● Task input
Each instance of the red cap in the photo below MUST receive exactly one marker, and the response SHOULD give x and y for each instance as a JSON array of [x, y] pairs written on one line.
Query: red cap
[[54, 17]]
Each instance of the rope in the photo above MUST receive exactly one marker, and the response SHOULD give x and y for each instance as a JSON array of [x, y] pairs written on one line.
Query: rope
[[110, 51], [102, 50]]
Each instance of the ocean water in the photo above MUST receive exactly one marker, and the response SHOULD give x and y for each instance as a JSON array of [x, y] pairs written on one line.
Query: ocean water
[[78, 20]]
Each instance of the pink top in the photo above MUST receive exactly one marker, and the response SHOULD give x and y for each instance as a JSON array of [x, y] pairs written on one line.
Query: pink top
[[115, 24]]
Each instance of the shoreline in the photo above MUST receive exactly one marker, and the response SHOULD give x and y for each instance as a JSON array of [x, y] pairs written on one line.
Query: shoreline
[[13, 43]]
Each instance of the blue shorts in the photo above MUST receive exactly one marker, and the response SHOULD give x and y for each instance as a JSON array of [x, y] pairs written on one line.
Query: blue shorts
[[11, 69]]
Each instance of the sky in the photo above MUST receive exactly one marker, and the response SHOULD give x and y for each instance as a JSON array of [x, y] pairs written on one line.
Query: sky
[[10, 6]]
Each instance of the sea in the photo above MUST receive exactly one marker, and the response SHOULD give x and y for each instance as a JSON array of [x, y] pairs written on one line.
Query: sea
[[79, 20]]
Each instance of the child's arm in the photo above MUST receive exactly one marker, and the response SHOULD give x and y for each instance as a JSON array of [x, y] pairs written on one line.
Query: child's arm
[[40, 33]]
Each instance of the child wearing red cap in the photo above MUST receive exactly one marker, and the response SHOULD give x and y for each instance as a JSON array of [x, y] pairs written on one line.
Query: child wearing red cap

* * *

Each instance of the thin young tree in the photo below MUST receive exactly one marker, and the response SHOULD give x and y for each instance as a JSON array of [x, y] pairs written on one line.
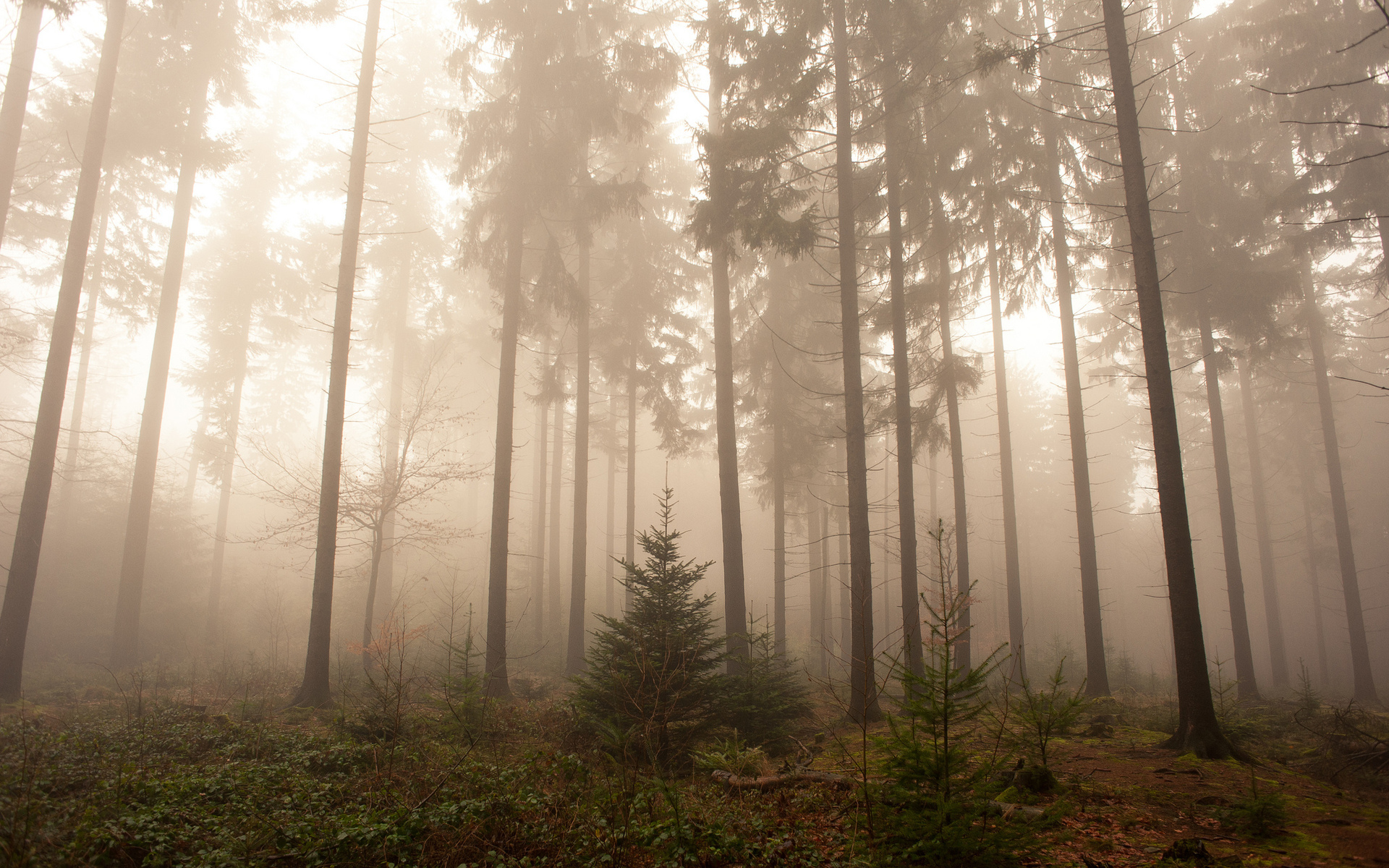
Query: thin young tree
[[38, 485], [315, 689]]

---

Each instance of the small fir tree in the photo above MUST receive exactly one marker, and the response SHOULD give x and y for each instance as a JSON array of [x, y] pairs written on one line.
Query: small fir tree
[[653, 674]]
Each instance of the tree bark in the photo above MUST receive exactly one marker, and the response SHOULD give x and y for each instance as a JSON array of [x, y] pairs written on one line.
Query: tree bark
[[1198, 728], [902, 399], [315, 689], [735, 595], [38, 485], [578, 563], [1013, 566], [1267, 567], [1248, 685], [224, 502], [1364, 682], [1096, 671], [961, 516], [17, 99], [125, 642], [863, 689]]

● What to produce
Lines from the entries that contain the string "below" are what must be copied.

● Response area
Each instance of the red cap in the photo below MUST receive exactly one marker, and the response SHOULD give x and y for each instance as a JSON array of [x, y] pairs written on one line.
Each instance of the thin young tree in the photo below MUST receive exactly one marker, and the response SHOULD give x and y for each instance as a JSON array of [x, y] pairs written on one line.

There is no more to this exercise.